Task>
Identify every line in the records below that contains the word "cracked", and copy each such line.

[Segmentation annotation records]
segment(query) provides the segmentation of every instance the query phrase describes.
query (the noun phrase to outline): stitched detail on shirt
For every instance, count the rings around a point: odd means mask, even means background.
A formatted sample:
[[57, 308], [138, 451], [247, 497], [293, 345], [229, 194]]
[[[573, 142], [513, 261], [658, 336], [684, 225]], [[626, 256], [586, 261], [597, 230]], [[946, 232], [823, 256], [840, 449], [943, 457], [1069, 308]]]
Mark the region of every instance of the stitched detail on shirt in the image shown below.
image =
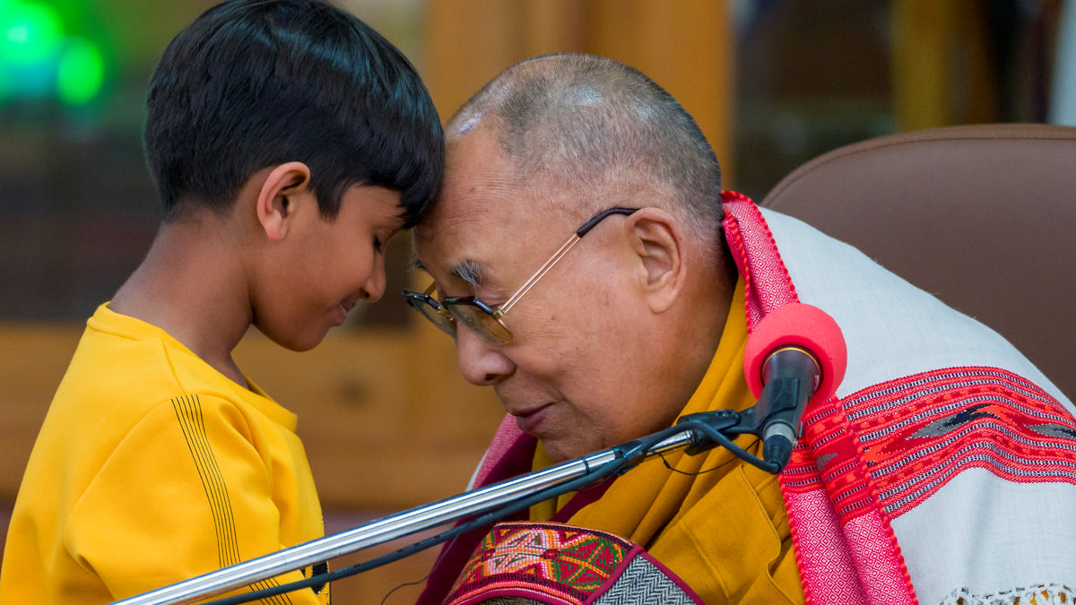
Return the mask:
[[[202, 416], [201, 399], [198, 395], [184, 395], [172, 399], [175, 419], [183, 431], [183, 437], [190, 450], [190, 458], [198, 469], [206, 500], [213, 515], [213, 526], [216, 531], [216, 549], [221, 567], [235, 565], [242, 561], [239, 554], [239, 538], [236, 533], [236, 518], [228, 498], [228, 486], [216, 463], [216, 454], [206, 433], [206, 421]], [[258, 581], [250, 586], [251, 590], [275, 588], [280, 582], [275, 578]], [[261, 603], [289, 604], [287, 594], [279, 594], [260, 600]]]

---

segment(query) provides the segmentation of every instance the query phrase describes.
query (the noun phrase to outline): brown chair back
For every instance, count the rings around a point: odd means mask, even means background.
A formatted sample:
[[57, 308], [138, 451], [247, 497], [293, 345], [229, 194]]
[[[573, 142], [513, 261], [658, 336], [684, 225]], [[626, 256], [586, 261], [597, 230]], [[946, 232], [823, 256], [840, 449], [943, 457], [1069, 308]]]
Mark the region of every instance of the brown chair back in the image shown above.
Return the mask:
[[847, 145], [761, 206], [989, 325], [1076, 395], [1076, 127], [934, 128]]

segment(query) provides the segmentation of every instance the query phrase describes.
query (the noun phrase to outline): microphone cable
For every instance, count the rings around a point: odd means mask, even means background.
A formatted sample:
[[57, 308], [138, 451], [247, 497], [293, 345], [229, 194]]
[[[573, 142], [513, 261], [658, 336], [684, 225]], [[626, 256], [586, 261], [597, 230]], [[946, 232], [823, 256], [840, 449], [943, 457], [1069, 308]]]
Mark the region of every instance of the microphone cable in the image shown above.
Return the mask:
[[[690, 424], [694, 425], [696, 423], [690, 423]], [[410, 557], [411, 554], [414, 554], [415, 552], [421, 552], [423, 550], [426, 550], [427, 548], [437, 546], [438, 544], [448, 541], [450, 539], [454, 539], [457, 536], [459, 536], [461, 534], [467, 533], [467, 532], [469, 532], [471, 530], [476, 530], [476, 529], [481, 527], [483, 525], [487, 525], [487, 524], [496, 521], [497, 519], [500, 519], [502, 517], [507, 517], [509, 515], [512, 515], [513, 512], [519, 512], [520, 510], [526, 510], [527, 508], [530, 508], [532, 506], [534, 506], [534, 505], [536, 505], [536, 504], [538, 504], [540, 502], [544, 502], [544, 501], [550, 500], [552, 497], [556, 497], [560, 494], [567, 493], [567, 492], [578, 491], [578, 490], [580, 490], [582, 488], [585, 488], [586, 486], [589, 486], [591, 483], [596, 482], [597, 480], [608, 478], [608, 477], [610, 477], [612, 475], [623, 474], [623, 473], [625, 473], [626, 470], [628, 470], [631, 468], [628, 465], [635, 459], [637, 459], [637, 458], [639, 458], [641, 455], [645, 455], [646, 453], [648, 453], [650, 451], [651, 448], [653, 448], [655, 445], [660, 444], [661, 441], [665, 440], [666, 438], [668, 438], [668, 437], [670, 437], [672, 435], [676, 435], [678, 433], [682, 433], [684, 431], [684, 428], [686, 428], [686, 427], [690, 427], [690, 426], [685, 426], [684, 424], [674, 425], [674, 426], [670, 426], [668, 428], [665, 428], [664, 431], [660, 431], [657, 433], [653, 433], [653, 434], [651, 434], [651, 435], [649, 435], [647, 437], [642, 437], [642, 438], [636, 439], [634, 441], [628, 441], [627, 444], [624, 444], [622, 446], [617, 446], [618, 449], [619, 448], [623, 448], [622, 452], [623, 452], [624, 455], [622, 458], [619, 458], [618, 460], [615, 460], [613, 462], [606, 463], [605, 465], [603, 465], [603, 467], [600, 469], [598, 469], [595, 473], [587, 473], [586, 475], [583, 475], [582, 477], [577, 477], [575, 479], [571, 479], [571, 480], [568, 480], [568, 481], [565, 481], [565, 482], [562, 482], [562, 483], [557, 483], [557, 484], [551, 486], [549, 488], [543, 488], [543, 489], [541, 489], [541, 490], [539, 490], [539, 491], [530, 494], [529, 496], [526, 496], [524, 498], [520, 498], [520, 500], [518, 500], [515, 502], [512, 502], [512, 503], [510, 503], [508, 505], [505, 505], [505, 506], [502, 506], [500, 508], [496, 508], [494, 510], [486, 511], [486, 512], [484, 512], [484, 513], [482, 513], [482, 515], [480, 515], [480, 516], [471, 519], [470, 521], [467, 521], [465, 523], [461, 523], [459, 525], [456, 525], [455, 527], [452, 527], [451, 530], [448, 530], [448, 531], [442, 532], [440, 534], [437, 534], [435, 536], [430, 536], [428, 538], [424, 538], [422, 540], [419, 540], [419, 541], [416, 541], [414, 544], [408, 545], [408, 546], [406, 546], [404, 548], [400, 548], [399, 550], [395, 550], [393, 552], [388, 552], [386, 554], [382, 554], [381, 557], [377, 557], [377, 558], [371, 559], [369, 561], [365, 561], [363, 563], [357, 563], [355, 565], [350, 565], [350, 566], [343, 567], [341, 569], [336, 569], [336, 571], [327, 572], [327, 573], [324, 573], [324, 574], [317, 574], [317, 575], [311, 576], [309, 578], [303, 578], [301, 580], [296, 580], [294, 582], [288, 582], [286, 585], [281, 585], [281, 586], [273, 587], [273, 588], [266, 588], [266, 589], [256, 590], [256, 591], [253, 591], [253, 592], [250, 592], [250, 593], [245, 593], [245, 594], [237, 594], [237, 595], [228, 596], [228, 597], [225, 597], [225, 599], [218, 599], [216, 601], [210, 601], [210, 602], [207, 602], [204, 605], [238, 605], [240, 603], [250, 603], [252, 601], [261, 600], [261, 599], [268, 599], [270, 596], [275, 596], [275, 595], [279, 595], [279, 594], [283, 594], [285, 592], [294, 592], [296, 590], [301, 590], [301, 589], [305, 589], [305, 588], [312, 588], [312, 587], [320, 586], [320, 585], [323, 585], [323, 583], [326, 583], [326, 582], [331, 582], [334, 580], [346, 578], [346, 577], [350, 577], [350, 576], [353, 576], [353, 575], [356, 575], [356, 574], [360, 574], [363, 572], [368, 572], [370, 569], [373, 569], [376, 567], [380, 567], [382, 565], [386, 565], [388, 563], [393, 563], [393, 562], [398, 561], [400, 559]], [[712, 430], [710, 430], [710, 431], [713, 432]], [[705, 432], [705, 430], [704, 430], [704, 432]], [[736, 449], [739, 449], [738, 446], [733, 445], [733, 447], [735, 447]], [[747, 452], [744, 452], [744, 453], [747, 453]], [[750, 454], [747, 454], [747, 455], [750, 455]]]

---

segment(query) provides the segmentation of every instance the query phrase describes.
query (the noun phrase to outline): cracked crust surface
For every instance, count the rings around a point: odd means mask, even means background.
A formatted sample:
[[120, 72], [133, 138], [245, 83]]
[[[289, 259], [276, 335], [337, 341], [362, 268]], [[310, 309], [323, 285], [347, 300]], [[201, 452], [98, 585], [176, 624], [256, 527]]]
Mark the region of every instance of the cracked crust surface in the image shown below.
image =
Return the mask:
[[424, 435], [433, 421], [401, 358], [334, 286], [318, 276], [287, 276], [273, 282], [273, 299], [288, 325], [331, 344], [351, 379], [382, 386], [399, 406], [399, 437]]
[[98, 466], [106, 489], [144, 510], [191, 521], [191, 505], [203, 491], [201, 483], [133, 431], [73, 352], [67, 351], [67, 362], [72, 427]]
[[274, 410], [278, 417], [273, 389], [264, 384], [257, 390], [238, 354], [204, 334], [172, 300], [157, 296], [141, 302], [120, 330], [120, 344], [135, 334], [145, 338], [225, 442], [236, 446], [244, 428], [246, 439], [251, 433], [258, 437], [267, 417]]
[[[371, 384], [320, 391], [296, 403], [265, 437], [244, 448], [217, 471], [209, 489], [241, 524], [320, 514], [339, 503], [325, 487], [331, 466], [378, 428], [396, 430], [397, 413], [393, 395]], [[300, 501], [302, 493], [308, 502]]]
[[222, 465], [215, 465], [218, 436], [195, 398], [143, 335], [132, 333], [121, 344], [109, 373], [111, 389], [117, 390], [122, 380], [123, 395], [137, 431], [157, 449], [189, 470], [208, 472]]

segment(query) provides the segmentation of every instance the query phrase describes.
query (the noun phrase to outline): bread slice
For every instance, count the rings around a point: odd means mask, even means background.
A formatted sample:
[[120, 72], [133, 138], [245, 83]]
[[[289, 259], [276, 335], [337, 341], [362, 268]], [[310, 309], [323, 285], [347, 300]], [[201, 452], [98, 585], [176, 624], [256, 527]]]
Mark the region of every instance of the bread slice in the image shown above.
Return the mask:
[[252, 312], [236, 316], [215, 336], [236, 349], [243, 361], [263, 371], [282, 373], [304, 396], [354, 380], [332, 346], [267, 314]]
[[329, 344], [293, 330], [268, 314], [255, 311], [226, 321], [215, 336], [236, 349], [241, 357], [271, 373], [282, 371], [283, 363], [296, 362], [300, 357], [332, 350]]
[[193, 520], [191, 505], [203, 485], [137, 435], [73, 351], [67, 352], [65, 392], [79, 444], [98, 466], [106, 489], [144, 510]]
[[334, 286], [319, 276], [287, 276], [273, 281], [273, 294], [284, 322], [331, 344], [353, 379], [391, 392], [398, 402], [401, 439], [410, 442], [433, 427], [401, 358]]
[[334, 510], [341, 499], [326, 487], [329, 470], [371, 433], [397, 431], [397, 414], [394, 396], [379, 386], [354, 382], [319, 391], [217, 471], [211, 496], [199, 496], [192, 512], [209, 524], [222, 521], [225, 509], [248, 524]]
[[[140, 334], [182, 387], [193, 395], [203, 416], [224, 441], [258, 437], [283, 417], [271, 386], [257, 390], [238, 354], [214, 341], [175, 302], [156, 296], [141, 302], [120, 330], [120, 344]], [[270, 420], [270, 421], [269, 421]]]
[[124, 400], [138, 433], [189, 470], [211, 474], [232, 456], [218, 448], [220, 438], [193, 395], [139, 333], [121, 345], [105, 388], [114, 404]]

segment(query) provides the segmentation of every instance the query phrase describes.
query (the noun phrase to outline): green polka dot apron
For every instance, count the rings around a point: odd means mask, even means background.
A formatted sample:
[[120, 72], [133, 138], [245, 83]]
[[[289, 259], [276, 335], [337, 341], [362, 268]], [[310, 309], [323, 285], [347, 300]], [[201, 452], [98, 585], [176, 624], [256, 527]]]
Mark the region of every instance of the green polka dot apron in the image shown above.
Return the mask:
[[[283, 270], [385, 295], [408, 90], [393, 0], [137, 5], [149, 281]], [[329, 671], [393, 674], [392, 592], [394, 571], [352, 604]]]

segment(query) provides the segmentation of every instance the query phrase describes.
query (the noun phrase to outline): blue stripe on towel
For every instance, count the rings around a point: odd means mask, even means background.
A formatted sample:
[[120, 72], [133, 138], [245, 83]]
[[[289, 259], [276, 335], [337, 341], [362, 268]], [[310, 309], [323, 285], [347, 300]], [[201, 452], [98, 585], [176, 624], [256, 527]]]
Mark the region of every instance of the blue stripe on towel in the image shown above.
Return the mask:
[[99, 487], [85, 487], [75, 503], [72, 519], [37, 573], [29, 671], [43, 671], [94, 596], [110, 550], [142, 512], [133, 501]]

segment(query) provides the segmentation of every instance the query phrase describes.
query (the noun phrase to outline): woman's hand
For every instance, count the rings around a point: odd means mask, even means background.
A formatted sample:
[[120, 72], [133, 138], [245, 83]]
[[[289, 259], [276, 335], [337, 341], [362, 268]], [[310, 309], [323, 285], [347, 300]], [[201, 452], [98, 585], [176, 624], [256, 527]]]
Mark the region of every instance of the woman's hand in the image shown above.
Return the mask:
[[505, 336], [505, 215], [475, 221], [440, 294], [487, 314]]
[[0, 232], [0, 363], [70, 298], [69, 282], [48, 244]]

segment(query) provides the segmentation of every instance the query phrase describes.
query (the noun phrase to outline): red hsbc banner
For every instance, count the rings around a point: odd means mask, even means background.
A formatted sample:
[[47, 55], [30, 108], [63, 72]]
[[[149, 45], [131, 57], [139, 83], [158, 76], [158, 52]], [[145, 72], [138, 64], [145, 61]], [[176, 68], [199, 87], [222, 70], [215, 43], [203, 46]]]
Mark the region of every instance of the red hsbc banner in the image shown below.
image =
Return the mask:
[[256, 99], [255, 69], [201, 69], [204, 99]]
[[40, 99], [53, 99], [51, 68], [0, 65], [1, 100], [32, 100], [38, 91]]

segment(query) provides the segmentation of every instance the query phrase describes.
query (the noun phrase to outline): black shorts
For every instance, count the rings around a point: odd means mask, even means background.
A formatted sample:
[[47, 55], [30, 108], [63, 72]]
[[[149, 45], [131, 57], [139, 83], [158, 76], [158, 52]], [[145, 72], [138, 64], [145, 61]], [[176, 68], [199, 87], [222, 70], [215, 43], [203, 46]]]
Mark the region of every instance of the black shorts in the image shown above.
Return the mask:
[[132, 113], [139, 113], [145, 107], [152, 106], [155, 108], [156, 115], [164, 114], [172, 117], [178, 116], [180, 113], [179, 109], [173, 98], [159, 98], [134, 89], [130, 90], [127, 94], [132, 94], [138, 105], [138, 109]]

Solution to the exercise>
query (the noun phrase to outline): cracked crust surface
Mark the region of every instance of the cracked crust surface in the image shown below.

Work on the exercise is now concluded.